D'aujourd'hui à demain

Dominique Capo

Texte sur notre devenir

Je ne sais pas si beaucoup d'entre vous ont déjà visionné le film « A.I., Intelligence Artificielle » ; de Steven Spielberg ? Au passage, j'en profite pour souligner que Steven Spielberg est l'un de mes cinéastes préférés. A part deux ou trois films qui ne m'ont pas enthousiasmé, parmi le reste se trouvent de véritables chefs-d'œuvre. Plusieurs d'entre eux, notamment « La liste de Schindler – pour moi qui étudie l'Histoire du Nazisme… -, « E.T. », « Rencontres du Troisième Type », « Les Dents de la Mer », « Indiana Jones », « Minority Report », sont des références dans le genre.

 

En ce qui concerne « A.I »., je sais qu'au départ, c'était Stanley Kubrick qui était sur le projet. Stanley Kubrick est un cinéaste à part, il faut bien l'avouer. Et beaucoup de ces films sont déroutants, étranges. Malgré tout, parmi eux, apparaissent également quelques long-métrages qui demeureront dans les annales : « Spartacus », « Shining », ou « 2001, l'Odyssée de l'Espace ». Enfin, c'est mon avis personnel.

 

Malheureusement, Kubrick est mort avant d'avoir pu mener ce film à bien. Et avant de disparaitre, il a demandé à Spielberg de le réaliser. De fait, ce n'est pas son meilleur. Je dois l'admettre. Mais si j'en parle aujourd'hui, c'est parce que ces vingt dernières minutes m'ont, dès la première fois où je l'ai vu, profondément marqué ; et surtout interpellé.

 

En effet, si vous vous en souvenez, le robot-enfant qui en est le personnage principal, plonge dans le sommeil durant des centaines ou des milliers d'années, au fond de l'océan. C'est là le terme de son périple afin de retrouver son identité.

---------------

Exercice proposé A: D'après le texte sur le film « A.I. », à qui Stanley Kubrick a-t-il demandé de réaliser ce film avant de disparaître ?
Exercice proposé B: Donnez la suite du texte sur le film « A.I. », en reprenant après sa dernière phrase.

---------------

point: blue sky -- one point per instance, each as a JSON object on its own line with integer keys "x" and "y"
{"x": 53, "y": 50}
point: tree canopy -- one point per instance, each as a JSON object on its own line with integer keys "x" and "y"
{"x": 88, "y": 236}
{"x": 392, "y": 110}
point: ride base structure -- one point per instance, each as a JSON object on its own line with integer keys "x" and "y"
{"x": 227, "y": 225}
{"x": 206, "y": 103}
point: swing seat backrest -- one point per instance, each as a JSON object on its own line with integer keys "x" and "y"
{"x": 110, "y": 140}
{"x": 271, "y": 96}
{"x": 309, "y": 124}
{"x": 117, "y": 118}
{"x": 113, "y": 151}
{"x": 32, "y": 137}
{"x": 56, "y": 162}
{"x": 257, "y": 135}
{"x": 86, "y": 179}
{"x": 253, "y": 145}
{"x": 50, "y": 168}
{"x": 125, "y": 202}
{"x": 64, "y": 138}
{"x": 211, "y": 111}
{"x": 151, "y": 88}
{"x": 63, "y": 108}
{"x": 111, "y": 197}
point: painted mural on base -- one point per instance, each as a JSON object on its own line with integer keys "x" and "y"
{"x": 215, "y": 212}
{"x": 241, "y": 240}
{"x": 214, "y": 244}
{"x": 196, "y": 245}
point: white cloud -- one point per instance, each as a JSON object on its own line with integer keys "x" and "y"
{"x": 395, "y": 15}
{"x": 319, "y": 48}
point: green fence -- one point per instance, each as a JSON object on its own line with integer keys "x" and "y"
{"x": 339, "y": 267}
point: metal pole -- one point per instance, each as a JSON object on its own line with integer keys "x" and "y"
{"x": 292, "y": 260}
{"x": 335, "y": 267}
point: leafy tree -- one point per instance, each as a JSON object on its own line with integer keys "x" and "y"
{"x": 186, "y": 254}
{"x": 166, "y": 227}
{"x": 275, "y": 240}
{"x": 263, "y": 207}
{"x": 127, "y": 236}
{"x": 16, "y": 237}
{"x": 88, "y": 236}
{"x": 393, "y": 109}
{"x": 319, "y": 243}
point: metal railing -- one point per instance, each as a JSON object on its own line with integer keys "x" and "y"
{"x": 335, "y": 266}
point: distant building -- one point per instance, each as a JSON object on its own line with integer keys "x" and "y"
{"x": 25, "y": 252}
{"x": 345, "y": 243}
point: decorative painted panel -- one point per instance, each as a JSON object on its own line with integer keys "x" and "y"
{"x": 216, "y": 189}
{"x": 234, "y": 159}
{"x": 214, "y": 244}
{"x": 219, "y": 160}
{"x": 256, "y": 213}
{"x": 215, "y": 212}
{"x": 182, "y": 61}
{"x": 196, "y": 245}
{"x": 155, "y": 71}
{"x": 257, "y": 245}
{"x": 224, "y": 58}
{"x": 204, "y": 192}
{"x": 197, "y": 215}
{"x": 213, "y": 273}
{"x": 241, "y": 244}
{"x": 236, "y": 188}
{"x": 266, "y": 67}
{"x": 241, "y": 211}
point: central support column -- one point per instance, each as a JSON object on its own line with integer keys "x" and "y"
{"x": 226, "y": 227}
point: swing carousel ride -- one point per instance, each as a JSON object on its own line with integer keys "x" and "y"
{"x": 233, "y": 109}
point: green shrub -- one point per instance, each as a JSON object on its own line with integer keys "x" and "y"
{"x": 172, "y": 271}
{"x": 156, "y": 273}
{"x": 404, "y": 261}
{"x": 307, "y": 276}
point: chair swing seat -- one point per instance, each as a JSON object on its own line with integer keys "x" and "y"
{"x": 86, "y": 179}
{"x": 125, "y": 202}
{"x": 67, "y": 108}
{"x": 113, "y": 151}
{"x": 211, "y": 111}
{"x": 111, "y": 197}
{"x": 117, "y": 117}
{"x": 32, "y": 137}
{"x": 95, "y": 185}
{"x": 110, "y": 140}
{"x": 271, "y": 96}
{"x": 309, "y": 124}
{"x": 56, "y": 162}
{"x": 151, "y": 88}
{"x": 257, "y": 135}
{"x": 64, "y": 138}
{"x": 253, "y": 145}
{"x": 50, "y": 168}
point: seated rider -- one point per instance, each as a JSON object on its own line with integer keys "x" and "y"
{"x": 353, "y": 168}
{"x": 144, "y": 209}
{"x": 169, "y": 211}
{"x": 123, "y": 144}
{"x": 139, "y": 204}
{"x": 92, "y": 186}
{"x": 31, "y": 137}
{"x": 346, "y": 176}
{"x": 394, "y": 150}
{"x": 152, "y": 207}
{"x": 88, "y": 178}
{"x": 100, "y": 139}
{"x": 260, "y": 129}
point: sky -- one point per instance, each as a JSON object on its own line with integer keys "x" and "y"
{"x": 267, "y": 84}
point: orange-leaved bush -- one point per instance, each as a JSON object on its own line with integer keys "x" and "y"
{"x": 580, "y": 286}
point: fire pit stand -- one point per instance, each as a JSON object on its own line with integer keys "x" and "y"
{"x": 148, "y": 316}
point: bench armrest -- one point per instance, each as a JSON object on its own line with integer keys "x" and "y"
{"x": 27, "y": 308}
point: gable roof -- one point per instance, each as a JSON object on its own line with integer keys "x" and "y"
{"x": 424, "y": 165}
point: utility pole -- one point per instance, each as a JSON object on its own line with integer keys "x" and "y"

---------------

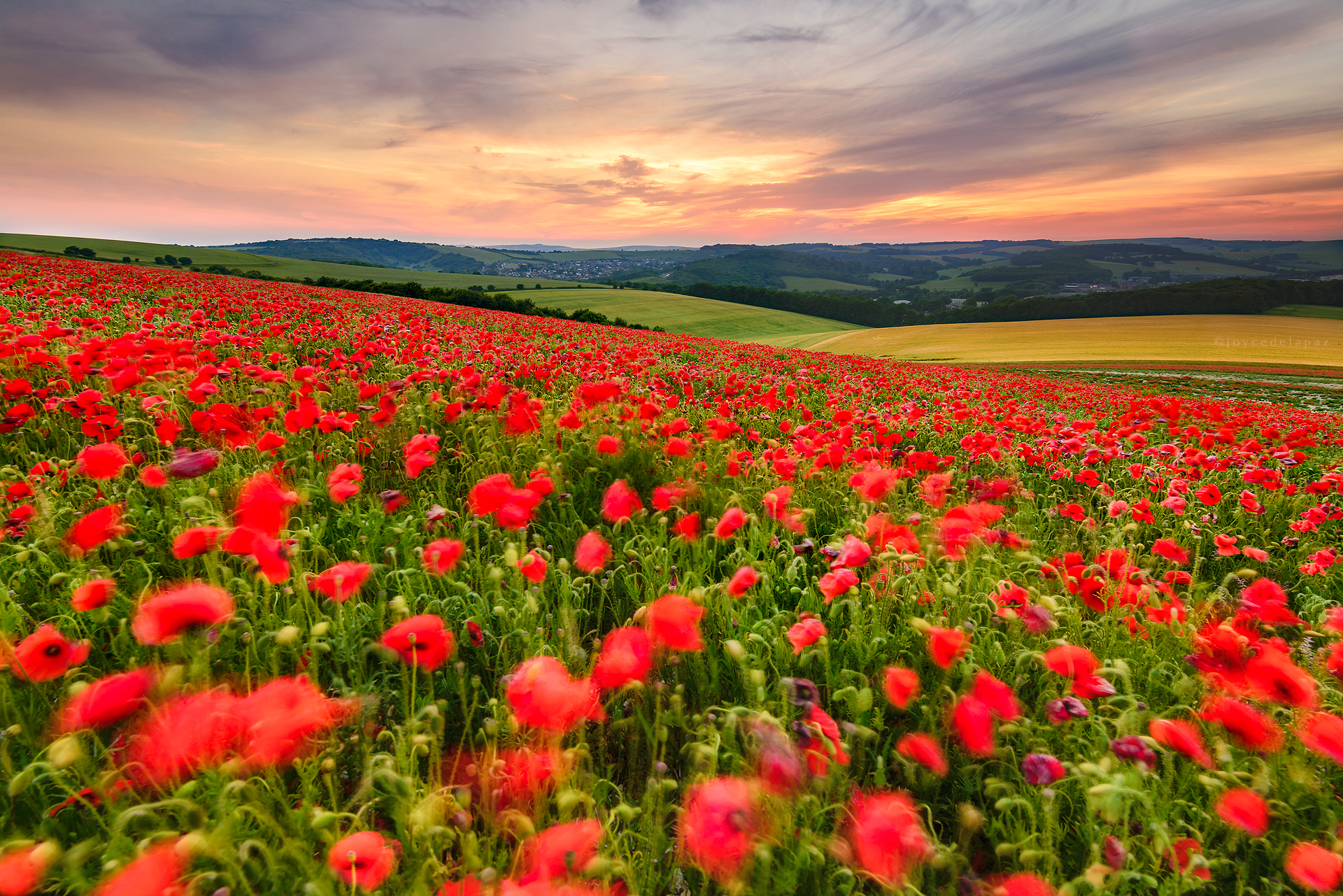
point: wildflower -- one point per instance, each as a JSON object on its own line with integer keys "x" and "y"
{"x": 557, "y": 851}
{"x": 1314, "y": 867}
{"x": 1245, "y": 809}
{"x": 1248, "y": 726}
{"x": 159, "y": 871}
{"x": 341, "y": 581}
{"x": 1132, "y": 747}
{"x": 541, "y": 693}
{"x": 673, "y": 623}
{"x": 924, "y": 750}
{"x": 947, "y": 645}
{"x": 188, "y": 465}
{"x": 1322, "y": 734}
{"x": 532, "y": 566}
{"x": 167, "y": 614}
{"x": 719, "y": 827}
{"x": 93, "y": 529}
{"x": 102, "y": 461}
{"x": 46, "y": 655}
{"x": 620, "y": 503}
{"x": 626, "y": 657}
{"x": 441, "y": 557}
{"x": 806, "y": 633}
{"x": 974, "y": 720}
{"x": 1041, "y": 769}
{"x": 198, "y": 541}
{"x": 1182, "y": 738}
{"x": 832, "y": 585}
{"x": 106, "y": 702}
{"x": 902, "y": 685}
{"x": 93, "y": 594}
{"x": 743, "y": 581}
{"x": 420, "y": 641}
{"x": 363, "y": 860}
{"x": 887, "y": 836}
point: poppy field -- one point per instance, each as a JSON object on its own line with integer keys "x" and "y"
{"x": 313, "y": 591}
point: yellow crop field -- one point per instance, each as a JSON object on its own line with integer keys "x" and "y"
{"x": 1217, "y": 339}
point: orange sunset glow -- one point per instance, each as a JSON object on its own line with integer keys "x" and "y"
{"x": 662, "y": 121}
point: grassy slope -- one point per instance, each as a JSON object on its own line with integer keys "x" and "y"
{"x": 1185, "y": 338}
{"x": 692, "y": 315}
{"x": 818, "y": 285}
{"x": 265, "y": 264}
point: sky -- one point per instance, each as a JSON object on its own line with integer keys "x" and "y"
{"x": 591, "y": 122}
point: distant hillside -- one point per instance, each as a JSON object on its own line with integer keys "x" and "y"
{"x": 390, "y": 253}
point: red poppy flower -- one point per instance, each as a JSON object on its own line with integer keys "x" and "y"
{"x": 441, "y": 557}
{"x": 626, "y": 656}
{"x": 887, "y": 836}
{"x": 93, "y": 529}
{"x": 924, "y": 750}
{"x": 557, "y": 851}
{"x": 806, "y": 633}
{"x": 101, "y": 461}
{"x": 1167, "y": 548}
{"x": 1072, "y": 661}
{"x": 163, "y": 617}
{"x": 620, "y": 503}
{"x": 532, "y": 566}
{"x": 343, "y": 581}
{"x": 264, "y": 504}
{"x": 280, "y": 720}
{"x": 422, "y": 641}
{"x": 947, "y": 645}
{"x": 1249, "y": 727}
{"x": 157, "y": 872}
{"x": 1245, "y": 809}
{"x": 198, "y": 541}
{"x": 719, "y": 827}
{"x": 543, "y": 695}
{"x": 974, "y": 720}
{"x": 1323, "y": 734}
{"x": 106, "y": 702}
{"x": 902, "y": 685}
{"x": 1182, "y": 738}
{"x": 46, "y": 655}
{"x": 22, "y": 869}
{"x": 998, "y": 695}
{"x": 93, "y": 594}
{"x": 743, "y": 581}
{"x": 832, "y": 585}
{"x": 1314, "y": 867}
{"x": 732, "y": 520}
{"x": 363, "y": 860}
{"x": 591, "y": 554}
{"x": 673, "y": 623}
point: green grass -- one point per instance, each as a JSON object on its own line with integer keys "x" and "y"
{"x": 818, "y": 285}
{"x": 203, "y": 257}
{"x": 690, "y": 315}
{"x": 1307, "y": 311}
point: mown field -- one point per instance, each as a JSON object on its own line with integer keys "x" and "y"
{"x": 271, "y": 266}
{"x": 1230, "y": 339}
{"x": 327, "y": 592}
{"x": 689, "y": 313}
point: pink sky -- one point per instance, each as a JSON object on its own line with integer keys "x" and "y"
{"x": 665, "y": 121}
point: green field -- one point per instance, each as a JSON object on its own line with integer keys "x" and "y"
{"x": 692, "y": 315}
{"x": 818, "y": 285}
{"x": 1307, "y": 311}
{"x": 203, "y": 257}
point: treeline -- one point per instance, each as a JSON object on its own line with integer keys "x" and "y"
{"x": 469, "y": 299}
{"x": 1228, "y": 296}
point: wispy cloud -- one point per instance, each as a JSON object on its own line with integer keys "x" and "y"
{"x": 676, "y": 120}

---------------

Résultat final A: À Steven Spielberg.

Résultat final B:
Puis, au bout de ce laps de temps, il est découvert par hasard par une sorte de sonde robotisée qui le remonte à la surface. Or – et c'est là où je veux en venir -, entretemps, le monde qu'il a connu durant son existence antérieure a énormément changé. Il ne ressemble plus du tout à celui du 21e siècle qu'il a laissé derrière lui : l'Humanité a totalement disparue. Le monde n'est qu'un immense territoire vide et sans vie. Les cités humaines sont figées sous les glaces depuis une époque perdue dans les limbes de l'Histoire. Néanmoins, une autre espèce a remplacé la race humaine. Il s'agit, comme on le voit sur l'image ci-jointe, d'une créature « méta-organique ». C'est-à-dire qu'elle est composée de milliards de composants robotiques, informatiques, et de réalité virtuelle, microscopiques. Elle a une forme vaguement humanoïde ; ne semble avoir, ni besoin de dormir, de manger, etc. Toutes ces caractéristiques si humaines qui nous sont si chères. Elle détient des pouvoirs psychiques phénoménaux qui, lorsqu'on visionne le film, paraissent provenir des possibilités méta-organiques dont elle est constituée. Et celles-ci l'autorisent à reconstituer artificiellement pour une journée l'environnement familial du robot-enfant qu'elle a recueilli. Cet environnement où ses parents adoptifs le choyaient, l'aimaient, où il était en sécurité ; avant qu'ils ne s'en débarrassent dans une forêt. Cet environnement, ces personnes, dont il est en quête désespérée durant une bonne partie du long métrage.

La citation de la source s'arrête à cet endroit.